__WHAT IS REQUIRED__
Give the entries again exactly, every one of them.

__Extracted data entries__
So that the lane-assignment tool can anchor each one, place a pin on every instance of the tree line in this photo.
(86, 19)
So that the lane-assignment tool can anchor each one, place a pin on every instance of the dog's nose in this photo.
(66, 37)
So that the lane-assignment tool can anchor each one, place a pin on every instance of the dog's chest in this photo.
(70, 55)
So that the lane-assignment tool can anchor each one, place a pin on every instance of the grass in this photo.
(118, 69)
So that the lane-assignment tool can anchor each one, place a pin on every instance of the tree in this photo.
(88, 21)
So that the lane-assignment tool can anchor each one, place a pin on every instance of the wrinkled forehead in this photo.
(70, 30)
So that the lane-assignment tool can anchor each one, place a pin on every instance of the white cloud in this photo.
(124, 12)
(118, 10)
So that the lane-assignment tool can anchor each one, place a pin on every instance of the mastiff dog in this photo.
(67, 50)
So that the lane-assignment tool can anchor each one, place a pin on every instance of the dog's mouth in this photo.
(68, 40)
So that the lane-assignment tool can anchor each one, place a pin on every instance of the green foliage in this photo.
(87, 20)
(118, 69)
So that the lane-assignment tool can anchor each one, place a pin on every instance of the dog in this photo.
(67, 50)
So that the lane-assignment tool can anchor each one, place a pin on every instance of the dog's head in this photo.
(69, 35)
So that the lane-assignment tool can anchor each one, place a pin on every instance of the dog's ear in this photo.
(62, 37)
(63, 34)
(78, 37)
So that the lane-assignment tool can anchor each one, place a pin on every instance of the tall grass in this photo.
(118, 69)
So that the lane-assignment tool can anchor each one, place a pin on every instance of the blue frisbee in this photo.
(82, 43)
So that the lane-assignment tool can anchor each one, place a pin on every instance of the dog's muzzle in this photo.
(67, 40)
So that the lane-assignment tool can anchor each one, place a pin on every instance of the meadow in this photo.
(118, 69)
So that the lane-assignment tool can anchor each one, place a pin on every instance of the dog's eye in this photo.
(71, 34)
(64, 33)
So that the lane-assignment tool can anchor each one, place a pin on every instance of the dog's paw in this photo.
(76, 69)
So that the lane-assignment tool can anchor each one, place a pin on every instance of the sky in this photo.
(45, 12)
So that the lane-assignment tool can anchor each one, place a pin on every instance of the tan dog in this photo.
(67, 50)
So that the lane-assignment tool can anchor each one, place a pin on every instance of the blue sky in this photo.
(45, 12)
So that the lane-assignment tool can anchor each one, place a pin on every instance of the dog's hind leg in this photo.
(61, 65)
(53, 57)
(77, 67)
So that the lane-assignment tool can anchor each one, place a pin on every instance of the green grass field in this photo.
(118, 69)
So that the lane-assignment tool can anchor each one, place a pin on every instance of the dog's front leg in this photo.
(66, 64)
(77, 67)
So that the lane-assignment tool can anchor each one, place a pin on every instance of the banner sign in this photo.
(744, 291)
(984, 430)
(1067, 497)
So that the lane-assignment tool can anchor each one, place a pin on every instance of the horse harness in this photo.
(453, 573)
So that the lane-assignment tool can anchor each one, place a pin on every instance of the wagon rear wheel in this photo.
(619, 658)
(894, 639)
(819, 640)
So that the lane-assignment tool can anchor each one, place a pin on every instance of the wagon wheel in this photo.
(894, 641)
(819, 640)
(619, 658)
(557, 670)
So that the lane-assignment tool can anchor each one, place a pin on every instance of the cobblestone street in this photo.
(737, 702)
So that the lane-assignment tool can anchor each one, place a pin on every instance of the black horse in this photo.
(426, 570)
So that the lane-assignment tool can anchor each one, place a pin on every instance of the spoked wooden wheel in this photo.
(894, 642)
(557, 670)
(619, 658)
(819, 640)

__RESULT OF THE TASK__
So that the lane-assignment tool can anchor each one, place a pin on every instance of the tree line in this photo.
(86, 19)
So that the lane-assignment tool can anchor each one, place a pin on every instance of the dog's nose in this photo.
(66, 37)
So that the lane-assignment tool can anchor each one, place a pin on every instance of the dog's chest in this photo.
(70, 55)
So that the lane-assignment tool can anchor each one, place a pin on every instance of the grass in this photo.
(118, 69)
So that the lane-assignment tool can anchor each one, place a pin on every instance of the tree in this photo.
(88, 21)
So that the lane-assignment tool can anchor each one, place a pin on every instance of the wrinkled forehead in this photo.
(70, 30)
So that the lane-assignment tool can anchor each one, place a pin on every instance of the white cloud in this photo.
(124, 12)
(118, 10)
So that the lane-assignment tool can anchor each one, place a pin on every instance of the mastiff dog in this photo.
(67, 50)
So that the lane-assignment tool can anchor each one, place a pin on every instance of the dog's mouth in this photo.
(68, 40)
So that the lane-assignment tool can anchor each one, place a pin on every instance of the green foliage in this photo.
(87, 20)
(118, 69)
So that the lane-assignment tool can anchor each one, place a pin on every instance of the dog in this photo.
(67, 50)
So that the lane-assignment tool can anchor each one, place a pin on every instance of the dog's head in this photo.
(69, 35)
So that the lane-assignment tool can anchor each one, place a pin on every instance of the dog's ear in this photo.
(62, 37)
(63, 34)
(78, 37)
So that the lane-assignment tool can anchor each one, place a pin on every instance of the tall grass in this photo.
(118, 69)
So that the lane-assignment tool can anchor each one, place a pin on every instance of the blue frisbee in this photo.
(82, 43)
So that the lane-assignment tool can anchor each one, place a pin on every instance of the dog's muzzle in this photo.
(67, 40)
So that the lane-assignment tool can anchor each one, place a pin on every instance of the meadow in this photo.
(118, 69)
So that the lane-assignment tool can anchor each one, place a pin on every instance of the dog's eye in this photo.
(71, 34)
(64, 33)
So that the lane-assignment tool can anchor each one, place a pin on every instance of the dog's paw in this photo.
(76, 69)
So that the lane-assignment tool can anchor each one, place a pin on every instance of the sky in this photo.
(45, 12)
So that the lane-assignment tool can anchor each one, place a pin on every instance of the tan dog in this photo.
(67, 50)
So that the lane-assignment tool can anchor each one, place a pin on every instance of the blue sky in this photo.
(45, 12)
So that the lane-assignment tool can anchor each one, place a pin on every instance of the dog's hind leg in this photo.
(61, 65)
(53, 57)
(77, 67)
So that the lane-assignment tool can anchor each one, place a pin on every instance of the green grass field in this photo.
(118, 69)
So that the lane-assignment tool can anchor each one, place a pin on every instance of the dog's front leg in this photo.
(66, 64)
(77, 67)
So that the lane-assignment tool can anchor each one, place a pin on every instance of the banner sign in this photo.
(744, 291)
(984, 430)
(1067, 497)
So that the lane-assignment tool can anchor each one, place a pin on every instance of the horse harness in this photo.
(453, 573)
So that the lane-assignment tool can anchor each one, place a pin on every instance of the wagon rear wheel in this photo.
(619, 658)
(894, 639)
(819, 640)
So that the lane-assignment tool can anchor each one, place a pin on every instance of the wagon wheel in this photo.
(894, 641)
(819, 640)
(619, 658)
(557, 670)
So that the lane-assignment tool can anchor each one, place a pin on every instance of the cobblestone street in this photo.
(737, 702)
So that the lane-assignment tool can anchor each one, place a pin on every instance of the black horse in this photo.
(426, 570)
So that the lane-assignment tool can anchor each one, place a pin on every instance of the spoked wooden wheel in this photo.
(894, 642)
(557, 670)
(619, 658)
(819, 640)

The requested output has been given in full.